Extract to read

'''

The maverick scientists who this week announced imminent plans to clone people are trying to fob off the technique as merely the latest breakthrough in infertility treatment. There is, however, no comparison between cloning and earlier reproductive technologies like in vitro fertilization.
Cloning has been performed on hundreds of mice, cows, goats and pigs since Dolly the cloned lamb's pioneering birth in 1997. But subsequent research has shown that nearly all of these animals suffer from a wide range of unpredictable defects, from gross deformities to heightened susceptibility to disease. Cloning humans using today's technologies would come at an unacceptably high price, even aside from the crushing moral questions.
That's why legislators in Congress, alarmed that several established and well-funded scientists stepped up lobbying campaigns this week to persuade nations to host their planned cloning clinics, are right to consider legislation to ban human cloning. The House will hold a hearing on the issue today.
Banning cloning in one nation, of course, is no global solution. The American reproductive physiologist Panayiotis Zavos met with Israeli leaders earlier this week. Severino Antinori, the Italian doctor famous for helping a 63-year-old woman conceive, suggested he would set up shop in one of the countries of the former Soviet Union. The Bush administration should use diplomacy and clout to persuade other nations to forbid cloning aimed at procreation.
To avoid unintended effects, the U.S. and others should word their legislation carefully. In 1998, excessive zeal to quickly ban human cloning nearly led Congress to pass a bill that would have also prohibited a technically similar procedure with great medical promise: stem cell research, or therapeutic cloning. Like human cloning, therapeutic cloning places a person's DNA into a human egg cell that has been stripped of its own DNA. But rather than letting the egg grow into a mature embryo that would be carried to term, therapeutic cloning tries to chemically nudge the newly fertilized egg to grow into specialized replacement tissue that can be used for organ transplants.

'''

Material supplied
'''

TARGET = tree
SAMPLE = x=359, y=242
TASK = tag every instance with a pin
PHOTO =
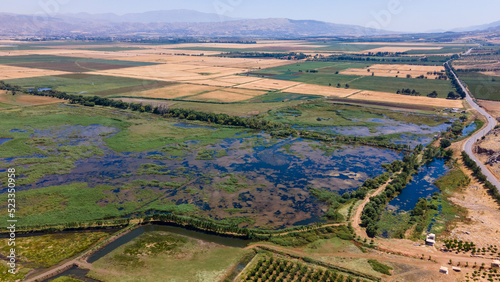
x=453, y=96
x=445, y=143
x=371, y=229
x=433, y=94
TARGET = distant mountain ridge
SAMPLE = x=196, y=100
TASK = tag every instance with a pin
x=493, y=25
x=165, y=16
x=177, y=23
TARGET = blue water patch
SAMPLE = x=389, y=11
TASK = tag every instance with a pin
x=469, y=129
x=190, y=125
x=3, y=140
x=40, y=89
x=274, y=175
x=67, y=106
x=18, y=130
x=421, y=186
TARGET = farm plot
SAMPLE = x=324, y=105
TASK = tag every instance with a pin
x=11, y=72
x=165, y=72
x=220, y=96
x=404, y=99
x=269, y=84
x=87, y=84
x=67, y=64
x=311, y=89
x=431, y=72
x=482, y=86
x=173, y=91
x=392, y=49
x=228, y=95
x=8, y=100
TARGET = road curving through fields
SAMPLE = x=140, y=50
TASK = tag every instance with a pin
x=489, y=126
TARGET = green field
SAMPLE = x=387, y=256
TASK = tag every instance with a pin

'''
'''

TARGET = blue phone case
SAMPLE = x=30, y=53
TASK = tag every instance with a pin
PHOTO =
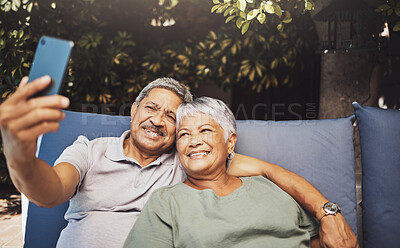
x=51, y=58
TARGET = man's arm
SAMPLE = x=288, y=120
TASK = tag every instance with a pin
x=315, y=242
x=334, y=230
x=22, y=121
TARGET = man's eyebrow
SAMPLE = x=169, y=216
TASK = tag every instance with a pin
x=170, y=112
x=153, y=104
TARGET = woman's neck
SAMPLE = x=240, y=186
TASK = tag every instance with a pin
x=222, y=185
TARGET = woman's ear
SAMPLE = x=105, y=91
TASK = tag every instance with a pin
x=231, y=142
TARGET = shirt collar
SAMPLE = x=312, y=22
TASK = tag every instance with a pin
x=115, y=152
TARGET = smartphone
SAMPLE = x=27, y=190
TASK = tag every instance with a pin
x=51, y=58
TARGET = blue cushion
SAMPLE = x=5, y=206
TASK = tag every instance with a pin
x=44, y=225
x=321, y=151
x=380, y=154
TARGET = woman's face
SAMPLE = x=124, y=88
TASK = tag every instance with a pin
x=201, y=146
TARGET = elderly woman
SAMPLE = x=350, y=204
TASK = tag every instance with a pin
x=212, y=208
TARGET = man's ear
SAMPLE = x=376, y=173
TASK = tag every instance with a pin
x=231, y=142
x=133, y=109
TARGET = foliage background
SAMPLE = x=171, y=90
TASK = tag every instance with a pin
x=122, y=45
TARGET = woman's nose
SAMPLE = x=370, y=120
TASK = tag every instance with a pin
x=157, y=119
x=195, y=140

'''

Required action 1
Do these statements agree with the cloning editorial? Answer yes or no for each, quoting the deciding words.
(a) Dolly the cloned lamb was born in 1997.
(b) Panayiotis Zavos met with Italian leaders earlier this week.
(c) The Senate will hold a hearing on cloning today.
Required action 2
Answer these questions from the cloning editorial:
(a) Which four kinds of animals does it say have been cloned since Dolly?
(b) In what year did Congress nearly pass a bill that would also have prohibited therapeutic cloning?
(c) Where did Severino Antinori suggest he would set up shop?
Required action 3
Copy the passage of the cloning editorial word for word, starting with "Banning cloning in" and going on through "aimed at procreation.".
These records were drawn from a different source than the editorial.

Final answer 1
(a) Yes: "since Dolly the cloned lamb's pioneering birth in 1997"
(b) No: "The American reproductive physiologist Panayiotis Zavos met with Israeli leaders earlier this week."
(c) No: "The House will hold a hearing on the issue today."

Final answer 2
(a) Mice, cows, goats and pigs.
(b) 1998.
(c) In one of the countries of the former Soviet Union.

Final answer 3
Banning cloning in one nation, of course, is no global solution. The American reproductive physiologist Panayiotis Zavos met with Israeli leaders earlier this week. Severino Antinori, the Italian doctor famous for helping a 63-year-old woman conceive, suggested he would set up shop in one of the countries of the former Soviet Union. The Bush administration should use diplomacy and clout to persuade other nations to forbid cloning aimed at procreation.